**Exercise 1**
According to the pregnancy blog, what date is the next OBGYN check-up appointment?
**Exercise 2**
Quote the part of the pregnancy blog that opens with the words containing "Sleep: I toss" and closes with "cravings will come.".

**Text segment**
Friday, April 29, 2011

13 Weeks & NT Scan Results! (04/29/11)

Yay! As of today I'm 13 weeks. That means 3 more days until I'm officially out of the first trimester!

Total Weight Gain/Loss: + 4 lbs. I thought I'd be losing considering all the throwing up I've been doing. I'm doing something right.
Maternity Clothes: I've purchased 1 pair of shorts, 1 pair of jeans and 2 pairs of capris so far. I can still manage to squeeze into my pants with out buttoning them and wearing my BeBand. However, I'll more than likely be moving into maternity pants pretty darn soon.
Stretch Marks: None yet. Hopefully it'll stay that way.
Sleep: I toss and turn at night struggling to get comfortable. I also wake up at 4 every morning to pee. Other than that I'd say I sleep ok.
Best Moment This Week: Getting my great NT Scan results and listening to the heart beat!
Movement: None yet. I can't wait to feel those first flutters.
Food Cravings: None really. Still trying to get passed that M/S stage. I'm sure once that is over with the cravings will come.
Gender: Still unknown. At my NT Scan the U/S tech guessed girl. We shall see!
Labor Signs: None.
Belly button in or out: In.
Wedding ring on/off: Off. I woke up so swollen this morning that I took it off in fear of it getting stuck on my finger.
Milestones: Another week down and another successful heartbeat.
What I miss: Being able to eat with out gagging.
What I am looking forward to: The anatomy scan!
Next appointment: My next OBGYN check-up appointment is scheduled for Wednesday, May 25th. I still need to schedule our anatomy scan appointment.

I got a phone call from my OBGYN's office yesterday afternoon on NT Scan results. They all came back negative...the U/S and the blood test! Woohoo! My OBGYN told me that the chances of my having a baby with an abnormality is 1 in 10,000. Wow! I couldn't be happier with my results. Now I'm just waiting on my austism carrier results. I have my fingers crossed that those come back negative as well. Happy Friday everyone!

Thursday, April 28, 2011

Never Ending Growing Boobs (04/28/11)

I went bra shopping last weekend because my 34B bras just weren't cutting it anymore. They were spilling out over the sides of my bra and my nipples kept popping out. I bought 2 36D bras and they're already getting tight and spilling out. I'm glad I only bought 2 because it looks like I'll be moving on up to DD's very soon. At this rate I'll have HUGE boobs by the end of my pregnancy... oh such a wonderful thing to look forward to. *rolls eyes*

As far as symptoms I'm just feeling nauseous, tired as heck, nauseous, sore nipples and did I meantion nauseous? I'm so over the throwing up daily thing. I was so mean to DH last night and I felt really bad. He was just trying to take care of me and make me feel better but it did nothing but make me snap at him. God bless his soul.

**Provided records**

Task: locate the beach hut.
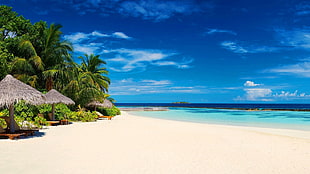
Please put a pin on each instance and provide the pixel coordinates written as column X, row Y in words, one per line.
column 105, row 104
column 54, row 97
column 12, row 91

**Expected output 1**
Wednesday, May 25th.

**Expected output 2**
Sleep: I toss and turn at night struggling to get comfortable. I also wake up at 4 every morning to pee. Other than that I'd say I sleep ok.
Best Moment This Week: Getting my great NT Scan results and listening to the heart beat!
Movement: None yet. I can't wait to feel those first flutters.
Food Cravings: None really. Still trying to get passed that M/S stage. I'm sure once that is over with the cravings will come.